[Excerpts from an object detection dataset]
* * * * * * *
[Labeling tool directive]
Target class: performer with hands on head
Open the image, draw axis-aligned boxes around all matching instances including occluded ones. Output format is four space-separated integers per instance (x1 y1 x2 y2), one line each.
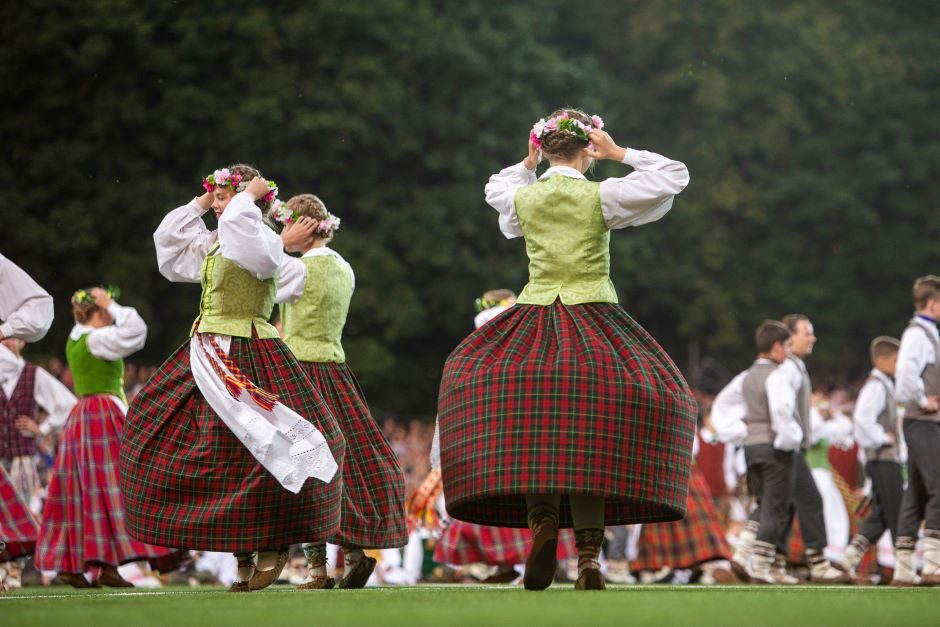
121 164 345 592
438 108 696 590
* * * * * * *
# Exercise description:
Print every line of the records above verbatim, leaving out the pictures.

# Exercise result:
[Labeling tool directive]
Target class: performer with hands on head
Open the image, draw axis-aligned boxes around all matching instances including occluded ones. Output format is four space-separated integers per instance (x1 y1 x2 y2), one line each.
121 164 345 592
438 108 696 590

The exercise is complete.